### What to produce
Show all lines containing "canopy" from the data below.

(Dataset entries)
───

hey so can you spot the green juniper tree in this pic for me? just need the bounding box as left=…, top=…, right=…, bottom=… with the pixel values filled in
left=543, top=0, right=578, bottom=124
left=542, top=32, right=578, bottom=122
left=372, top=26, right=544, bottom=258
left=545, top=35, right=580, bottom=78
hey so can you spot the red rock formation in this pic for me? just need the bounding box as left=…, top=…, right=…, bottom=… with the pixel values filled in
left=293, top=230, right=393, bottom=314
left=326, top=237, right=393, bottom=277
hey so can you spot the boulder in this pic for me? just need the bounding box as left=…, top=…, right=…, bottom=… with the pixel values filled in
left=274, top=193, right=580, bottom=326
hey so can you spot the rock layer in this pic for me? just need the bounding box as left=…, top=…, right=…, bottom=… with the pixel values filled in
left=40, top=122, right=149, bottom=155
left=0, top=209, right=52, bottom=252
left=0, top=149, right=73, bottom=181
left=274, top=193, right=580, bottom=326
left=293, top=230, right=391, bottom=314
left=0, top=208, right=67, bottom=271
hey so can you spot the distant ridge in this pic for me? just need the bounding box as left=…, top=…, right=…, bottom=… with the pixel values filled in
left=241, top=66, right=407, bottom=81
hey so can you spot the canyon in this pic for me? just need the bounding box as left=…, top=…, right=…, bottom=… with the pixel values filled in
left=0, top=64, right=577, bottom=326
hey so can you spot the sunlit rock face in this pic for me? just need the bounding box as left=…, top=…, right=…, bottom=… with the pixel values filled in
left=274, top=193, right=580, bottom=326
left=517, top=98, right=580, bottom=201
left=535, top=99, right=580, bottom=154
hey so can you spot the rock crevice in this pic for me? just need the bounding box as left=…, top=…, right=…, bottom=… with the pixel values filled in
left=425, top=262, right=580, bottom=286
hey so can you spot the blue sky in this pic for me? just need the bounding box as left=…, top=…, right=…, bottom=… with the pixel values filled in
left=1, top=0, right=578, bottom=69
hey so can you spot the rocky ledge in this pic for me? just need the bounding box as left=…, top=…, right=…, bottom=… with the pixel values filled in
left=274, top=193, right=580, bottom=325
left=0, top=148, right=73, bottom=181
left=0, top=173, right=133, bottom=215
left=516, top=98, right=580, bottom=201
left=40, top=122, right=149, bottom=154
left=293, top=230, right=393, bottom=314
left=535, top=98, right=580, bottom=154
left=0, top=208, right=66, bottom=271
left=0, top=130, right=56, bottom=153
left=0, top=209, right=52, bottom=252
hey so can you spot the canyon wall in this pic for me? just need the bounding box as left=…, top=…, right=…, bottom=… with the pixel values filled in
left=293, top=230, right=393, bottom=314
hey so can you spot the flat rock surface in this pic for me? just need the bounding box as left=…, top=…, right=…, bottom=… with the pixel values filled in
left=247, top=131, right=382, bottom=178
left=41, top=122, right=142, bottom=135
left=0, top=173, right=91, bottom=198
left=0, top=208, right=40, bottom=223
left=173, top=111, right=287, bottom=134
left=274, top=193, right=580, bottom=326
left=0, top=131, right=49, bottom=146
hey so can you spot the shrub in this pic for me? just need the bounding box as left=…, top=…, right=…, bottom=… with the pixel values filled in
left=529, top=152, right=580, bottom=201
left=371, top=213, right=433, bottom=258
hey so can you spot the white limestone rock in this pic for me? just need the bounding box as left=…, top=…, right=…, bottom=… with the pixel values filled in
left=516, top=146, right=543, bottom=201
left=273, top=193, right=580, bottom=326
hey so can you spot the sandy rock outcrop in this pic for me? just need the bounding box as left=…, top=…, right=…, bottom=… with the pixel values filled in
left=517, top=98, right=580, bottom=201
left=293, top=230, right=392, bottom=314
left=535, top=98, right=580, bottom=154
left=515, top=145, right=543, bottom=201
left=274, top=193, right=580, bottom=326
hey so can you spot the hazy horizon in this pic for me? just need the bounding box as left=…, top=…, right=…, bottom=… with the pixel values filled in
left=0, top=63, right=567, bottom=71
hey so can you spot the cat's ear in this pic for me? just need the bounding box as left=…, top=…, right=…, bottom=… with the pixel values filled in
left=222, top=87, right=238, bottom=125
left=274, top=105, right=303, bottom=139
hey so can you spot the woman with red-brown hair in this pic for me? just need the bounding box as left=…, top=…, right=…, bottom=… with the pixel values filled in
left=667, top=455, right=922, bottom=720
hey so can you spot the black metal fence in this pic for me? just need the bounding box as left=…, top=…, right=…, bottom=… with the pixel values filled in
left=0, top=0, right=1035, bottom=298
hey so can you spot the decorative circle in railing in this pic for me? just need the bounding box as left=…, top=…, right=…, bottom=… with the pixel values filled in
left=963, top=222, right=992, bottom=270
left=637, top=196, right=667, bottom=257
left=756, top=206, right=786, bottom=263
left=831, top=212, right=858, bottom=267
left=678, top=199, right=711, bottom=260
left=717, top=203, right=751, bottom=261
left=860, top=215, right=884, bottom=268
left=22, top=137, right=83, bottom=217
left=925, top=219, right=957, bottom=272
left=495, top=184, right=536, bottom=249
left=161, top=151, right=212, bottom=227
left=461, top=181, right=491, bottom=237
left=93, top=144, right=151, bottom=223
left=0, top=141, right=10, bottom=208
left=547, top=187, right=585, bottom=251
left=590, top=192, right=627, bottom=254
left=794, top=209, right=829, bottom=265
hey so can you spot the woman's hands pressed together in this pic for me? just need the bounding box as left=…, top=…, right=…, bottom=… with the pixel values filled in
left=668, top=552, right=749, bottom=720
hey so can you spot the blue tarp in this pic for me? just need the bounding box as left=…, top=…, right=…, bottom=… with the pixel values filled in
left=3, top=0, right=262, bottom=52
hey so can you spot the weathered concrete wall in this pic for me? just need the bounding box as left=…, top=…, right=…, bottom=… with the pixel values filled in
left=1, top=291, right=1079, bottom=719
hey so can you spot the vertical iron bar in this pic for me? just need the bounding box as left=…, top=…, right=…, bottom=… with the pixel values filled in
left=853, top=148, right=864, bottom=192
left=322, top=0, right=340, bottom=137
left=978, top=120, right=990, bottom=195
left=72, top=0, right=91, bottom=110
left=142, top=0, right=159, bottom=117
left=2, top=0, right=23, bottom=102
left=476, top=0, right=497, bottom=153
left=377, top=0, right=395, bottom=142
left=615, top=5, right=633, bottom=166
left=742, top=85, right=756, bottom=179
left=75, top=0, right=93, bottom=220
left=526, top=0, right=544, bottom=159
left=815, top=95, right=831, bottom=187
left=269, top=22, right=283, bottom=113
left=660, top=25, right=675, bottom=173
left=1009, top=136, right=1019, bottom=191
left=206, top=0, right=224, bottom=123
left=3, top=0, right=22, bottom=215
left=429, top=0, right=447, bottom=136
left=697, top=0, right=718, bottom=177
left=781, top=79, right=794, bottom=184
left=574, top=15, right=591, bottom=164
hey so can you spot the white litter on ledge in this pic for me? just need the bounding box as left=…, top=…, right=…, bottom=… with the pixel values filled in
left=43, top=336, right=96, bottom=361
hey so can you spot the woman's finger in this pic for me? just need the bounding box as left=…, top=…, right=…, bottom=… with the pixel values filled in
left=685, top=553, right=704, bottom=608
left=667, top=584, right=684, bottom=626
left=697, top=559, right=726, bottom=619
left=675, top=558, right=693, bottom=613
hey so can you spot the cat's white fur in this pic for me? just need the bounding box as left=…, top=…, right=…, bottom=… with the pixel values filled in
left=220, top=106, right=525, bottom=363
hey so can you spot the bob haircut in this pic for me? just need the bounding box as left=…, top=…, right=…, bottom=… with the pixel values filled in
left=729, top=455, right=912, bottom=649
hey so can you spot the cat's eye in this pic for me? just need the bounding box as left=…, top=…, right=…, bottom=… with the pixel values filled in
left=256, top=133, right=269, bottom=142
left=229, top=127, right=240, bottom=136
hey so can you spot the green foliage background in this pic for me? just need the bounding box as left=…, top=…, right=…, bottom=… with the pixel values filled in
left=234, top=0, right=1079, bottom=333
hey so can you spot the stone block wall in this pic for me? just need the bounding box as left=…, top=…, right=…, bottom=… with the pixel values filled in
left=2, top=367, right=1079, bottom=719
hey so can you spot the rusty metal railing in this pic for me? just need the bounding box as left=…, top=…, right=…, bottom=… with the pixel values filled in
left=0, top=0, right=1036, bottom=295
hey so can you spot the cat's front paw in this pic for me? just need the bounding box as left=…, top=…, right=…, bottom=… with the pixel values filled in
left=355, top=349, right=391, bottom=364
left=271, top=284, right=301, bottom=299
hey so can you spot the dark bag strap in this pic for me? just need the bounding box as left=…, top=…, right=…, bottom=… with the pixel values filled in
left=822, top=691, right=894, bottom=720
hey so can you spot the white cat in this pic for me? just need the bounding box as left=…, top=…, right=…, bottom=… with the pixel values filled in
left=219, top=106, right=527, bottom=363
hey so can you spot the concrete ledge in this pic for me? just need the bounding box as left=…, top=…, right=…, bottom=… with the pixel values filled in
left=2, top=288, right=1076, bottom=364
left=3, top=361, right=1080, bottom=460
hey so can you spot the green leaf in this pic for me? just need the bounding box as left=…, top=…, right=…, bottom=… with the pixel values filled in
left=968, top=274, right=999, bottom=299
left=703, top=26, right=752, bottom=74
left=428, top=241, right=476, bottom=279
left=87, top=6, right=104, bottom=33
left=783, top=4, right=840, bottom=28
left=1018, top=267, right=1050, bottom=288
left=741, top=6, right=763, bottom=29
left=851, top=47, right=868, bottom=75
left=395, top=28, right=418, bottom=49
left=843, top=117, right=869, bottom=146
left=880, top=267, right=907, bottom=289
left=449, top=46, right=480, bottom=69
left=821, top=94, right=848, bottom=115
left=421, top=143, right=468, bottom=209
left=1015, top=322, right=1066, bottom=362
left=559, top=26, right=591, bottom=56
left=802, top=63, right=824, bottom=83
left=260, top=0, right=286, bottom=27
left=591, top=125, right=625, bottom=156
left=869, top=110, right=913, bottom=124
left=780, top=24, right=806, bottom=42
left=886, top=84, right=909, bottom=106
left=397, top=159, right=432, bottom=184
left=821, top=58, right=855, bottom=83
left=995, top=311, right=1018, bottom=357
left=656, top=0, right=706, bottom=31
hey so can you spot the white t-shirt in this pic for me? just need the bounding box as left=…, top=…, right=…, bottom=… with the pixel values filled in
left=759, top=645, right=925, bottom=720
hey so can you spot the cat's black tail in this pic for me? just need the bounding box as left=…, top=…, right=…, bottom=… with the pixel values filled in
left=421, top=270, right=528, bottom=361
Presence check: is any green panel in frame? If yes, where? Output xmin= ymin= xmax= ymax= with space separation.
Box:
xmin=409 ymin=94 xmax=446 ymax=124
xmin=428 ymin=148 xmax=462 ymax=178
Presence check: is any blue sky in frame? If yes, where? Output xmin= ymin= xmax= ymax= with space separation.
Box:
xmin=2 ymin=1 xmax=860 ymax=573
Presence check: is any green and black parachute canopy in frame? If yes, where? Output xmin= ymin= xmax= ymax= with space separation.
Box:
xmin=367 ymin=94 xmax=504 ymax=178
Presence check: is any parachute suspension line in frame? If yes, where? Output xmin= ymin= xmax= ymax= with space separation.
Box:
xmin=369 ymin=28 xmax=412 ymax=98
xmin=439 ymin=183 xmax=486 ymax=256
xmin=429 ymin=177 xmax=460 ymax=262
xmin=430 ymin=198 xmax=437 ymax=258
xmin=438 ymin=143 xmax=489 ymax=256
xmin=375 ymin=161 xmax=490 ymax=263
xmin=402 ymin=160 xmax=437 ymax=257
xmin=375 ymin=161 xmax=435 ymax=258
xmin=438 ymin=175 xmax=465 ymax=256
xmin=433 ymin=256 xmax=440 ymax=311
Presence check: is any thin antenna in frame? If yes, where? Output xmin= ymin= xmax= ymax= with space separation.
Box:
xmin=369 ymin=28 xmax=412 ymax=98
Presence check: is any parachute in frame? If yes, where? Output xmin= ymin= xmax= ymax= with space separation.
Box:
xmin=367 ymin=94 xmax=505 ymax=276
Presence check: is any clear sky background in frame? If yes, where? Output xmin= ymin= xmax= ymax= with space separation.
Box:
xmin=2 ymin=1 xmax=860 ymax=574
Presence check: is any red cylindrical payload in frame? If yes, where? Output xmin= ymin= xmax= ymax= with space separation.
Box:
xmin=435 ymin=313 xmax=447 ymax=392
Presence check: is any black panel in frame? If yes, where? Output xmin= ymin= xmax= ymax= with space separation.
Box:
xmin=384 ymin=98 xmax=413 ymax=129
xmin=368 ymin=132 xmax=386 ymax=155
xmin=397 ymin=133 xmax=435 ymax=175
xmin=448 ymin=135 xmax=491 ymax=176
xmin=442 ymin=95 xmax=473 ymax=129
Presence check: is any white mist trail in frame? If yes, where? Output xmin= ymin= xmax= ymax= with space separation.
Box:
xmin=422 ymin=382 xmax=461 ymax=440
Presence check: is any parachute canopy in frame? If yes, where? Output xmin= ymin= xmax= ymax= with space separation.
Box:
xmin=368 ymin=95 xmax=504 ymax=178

───

### Reply to the exercise
Presence check: is any green and black parachute canopy in frame? If yes, where? Output xmin= ymin= xmax= ymax= with space separation.
Presence check: is any parachute canopy in frame? If yes, where? Output xmin= ymin= xmax= ymax= with space separation.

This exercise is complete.